Reproduce all the material verbatim, down to the last line.

• RECORDS PROVIDED

◆ ◆ ◆

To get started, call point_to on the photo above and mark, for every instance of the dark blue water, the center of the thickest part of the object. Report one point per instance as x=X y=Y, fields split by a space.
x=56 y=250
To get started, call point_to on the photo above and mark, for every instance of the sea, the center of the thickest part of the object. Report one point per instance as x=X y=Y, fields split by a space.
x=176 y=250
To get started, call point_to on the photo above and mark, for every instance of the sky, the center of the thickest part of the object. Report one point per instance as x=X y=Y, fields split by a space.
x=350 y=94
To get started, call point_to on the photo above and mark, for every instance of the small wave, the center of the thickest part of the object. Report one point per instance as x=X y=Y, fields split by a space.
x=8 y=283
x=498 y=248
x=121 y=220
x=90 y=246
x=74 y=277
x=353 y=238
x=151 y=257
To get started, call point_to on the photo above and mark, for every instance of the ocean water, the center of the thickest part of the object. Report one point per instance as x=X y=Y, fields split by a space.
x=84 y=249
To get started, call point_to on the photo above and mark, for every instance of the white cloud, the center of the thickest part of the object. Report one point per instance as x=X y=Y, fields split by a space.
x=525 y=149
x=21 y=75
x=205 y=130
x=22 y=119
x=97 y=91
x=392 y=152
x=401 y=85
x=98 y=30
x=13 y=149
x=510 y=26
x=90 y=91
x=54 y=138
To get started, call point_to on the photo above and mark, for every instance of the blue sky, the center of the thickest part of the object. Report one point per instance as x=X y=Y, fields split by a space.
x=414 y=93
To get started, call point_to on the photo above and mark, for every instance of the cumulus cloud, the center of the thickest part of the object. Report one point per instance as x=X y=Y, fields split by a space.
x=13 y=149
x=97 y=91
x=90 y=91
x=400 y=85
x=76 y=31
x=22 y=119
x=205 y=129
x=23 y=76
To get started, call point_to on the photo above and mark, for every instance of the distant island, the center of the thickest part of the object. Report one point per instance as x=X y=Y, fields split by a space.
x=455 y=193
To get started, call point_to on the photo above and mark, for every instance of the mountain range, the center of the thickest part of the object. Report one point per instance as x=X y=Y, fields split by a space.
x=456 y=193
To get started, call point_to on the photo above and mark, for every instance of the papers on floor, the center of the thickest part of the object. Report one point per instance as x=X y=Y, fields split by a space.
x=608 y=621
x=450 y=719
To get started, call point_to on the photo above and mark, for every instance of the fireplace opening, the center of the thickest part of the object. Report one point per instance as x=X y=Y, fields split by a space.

◆ ◆ ◆

• YOUR RESPONSE
To get started, call point_to on the photo above and mark, for every instance of the dark blue water, the center of the thickest part of the object. Report one point per instance as x=X y=Y, fields split by a space.
x=56 y=250
To get started, call point_to on the photo above and mark, for every instance of the sea, the center of the thickest part of the object. Report one point per instance as x=X y=Y, fields split by a space.
x=176 y=250
To get started, call point_to on the photo above and mark, for every instance of the sky, the center of the thickest part of the object. Report one point per instance as x=X y=Y, fields split by a space.
x=350 y=94
To get started, call point_to on the photo above and mark, for every instance of the small wave, the center of the thickest part of the object. Report one point per instance as x=X y=Y, fields split by a space.
x=8 y=283
x=498 y=248
x=121 y=220
x=90 y=246
x=74 y=277
x=353 y=238
x=151 y=257
To get started, call point_to on the photo above and mark, for every instance of the ocean water, the center of the thickest part of the object. Report one point per instance as x=X y=Y, fields split by a space.
x=84 y=249
To get started, call point_to on the photo above and mark, for every instance of the white cloud, the center of the thickest part of the object. Report one point per instance as x=X y=Y, fields split by a space.
x=525 y=149
x=21 y=75
x=205 y=130
x=22 y=119
x=97 y=91
x=392 y=152
x=401 y=85
x=98 y=30
x=13 y=149
x=510 y=26
x=90 y=91
x=54 y=138
To get started, call point_to on the photo above and mark, for every instance of the blue sky, the center of the thickest part of the object. Report one point per instance as x=X y=Y, fields split by a space.
x=414 y=93
To get started, call point_to on the photo above and mark, for every instance of the cumulus cloud, the center of the thickest part of the object. Report one point per instance as x=X y=Y, fields split by a space.
x=13 y=149
x=97 y=91
x=90 y=91
x=400 y=85
x=76 y=31
x=22 y=119
x=205 y=129
x=23 y=76
To get started, call point_to on the photo above and mark, for every instance of the distant island, the center of the thickest part of the object. Report one point per instance as x=X y=Y, fields split by a space.
x=455 y=193
To get started, call point_to on the photo above and mark, for every instance of the mountain range, the center of the thickest part of the object. Report one point per instance as x=X y=Y, fields split by a space.
x=456 y=193
To get started, call point_to on the photo above and mark, for every instance of the papers on floor, the center of the thickest part of the object. Report one point per instance as x=X y=Y, fields split by a space.
x=608 y=621
x=450 y=719
To get started, call point_to on the photo above and mark, for every instance of the fireplace opening, the center of the thickest part of the object. Report one point per instance as x=X y=Y, fields split by a space.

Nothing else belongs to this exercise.